● AUFGABE: Kopiere aus den Daten unten die Zeilen von der Zeile mit „Could you point to the blue“ bis zum Ende der Daten unverändert, beide Enden eingeschlossen. Lass die Bilder in deiner Antwort weg.

[Auszüge aus Daten zur Punktannotation]
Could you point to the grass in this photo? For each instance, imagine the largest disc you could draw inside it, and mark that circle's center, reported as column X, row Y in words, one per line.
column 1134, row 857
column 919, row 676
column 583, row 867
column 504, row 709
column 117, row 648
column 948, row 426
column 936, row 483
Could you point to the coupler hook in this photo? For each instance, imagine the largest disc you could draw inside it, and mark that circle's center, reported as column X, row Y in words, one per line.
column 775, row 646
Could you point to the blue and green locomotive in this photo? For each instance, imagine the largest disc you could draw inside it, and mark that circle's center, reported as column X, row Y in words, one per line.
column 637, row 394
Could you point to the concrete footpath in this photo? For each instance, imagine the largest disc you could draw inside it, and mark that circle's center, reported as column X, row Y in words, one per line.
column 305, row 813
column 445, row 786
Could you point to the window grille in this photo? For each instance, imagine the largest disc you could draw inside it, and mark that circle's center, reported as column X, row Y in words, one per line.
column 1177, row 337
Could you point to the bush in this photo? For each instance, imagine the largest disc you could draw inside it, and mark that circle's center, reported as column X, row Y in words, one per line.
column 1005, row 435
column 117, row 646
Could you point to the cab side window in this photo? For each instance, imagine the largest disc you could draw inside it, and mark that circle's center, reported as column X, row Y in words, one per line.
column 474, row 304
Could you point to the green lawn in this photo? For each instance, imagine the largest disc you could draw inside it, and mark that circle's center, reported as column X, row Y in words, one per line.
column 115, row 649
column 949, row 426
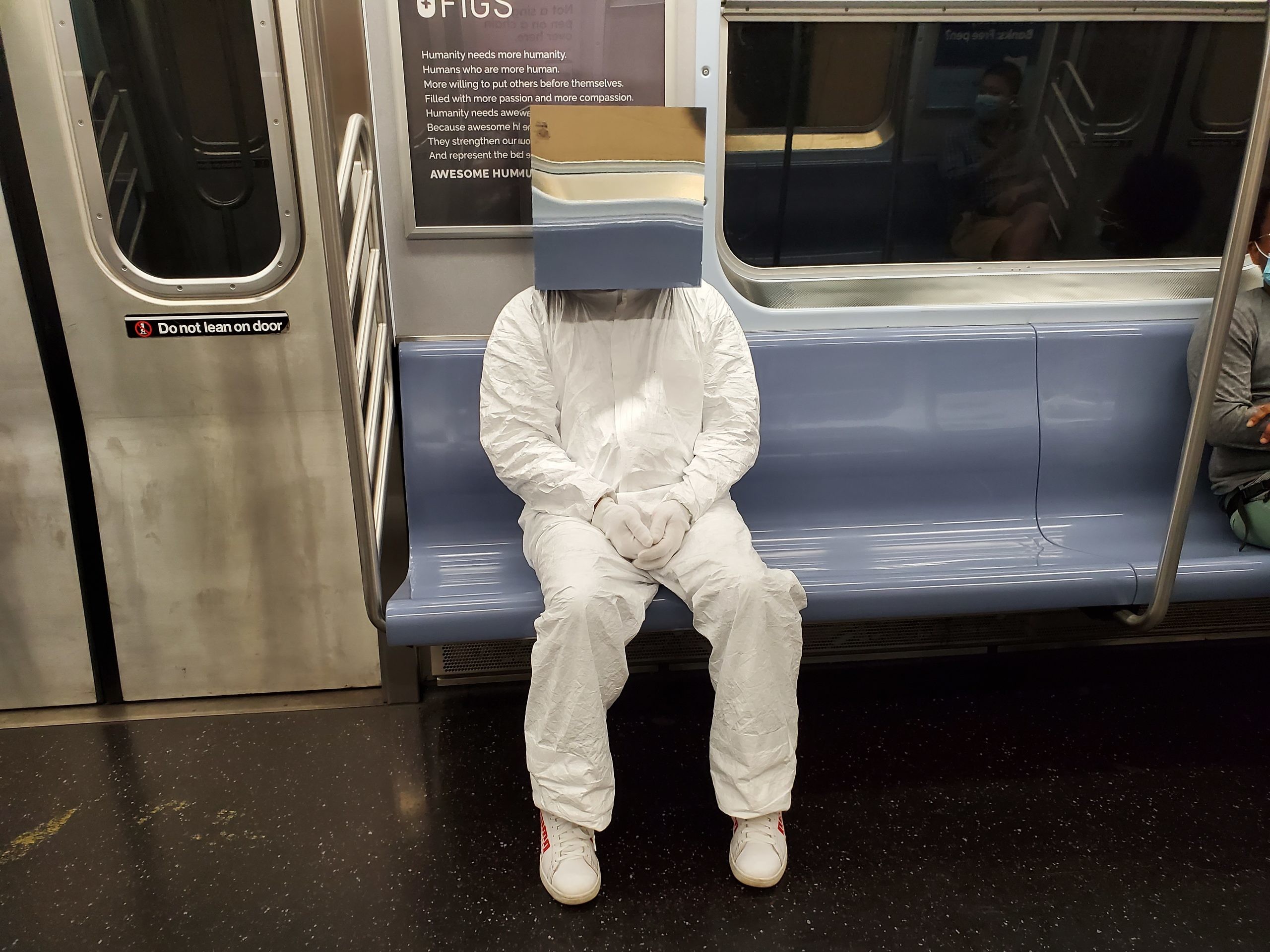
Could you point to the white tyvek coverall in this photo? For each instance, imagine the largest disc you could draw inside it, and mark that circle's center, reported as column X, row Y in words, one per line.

● VOLLSTÄNDIGE ANTWORT:
Could you point to the blue and green locomotive in this photo? For each instance, imagine the largest disc you could draw inside it, and mark that circle's center, reported as column X, row Y in words, one per line.
column 637, row 394
Could you point to the concrete footpath in this photo? For each instance, imagine the largest disc you could draw inside it, and mark that circle's center, reported as column X, row Y in words, one per line.
column 305, row 813
column 445, row 786
Could you point to the window grille in this photo? For each instance, imagine the largest disc you could draw inside it, and mark that circle's center, reported as column X, row Y in words, one per line.
column 1177, row 337
Could you point to the bush in this photo? For each instance, imagine the largest disc you could draw inside it, and mark that circle's center, reported as column X, row Y in words, one per line.
column 1005, row 435
column 117, row 646
Could you point to the cab side window in this photo? For each instance, imagine the largest disc you could draw inside it, and mark that circle's center, reported as column X, row Y in words, one per line.
column 474, row 304
Could you point to the green lawn in this photo? For each instance, imagine the largest disc you could draw inside it, and mark that circle's center, reported as column X, row Y in words, one per line.
column 115, row 649
column 949, row 426
Could you point to the white tyvek coverall in this photo? For each instance, imagine the largest disc you could draw inside it, and mark that circle's center, reported as column X, row Y in words, one per line.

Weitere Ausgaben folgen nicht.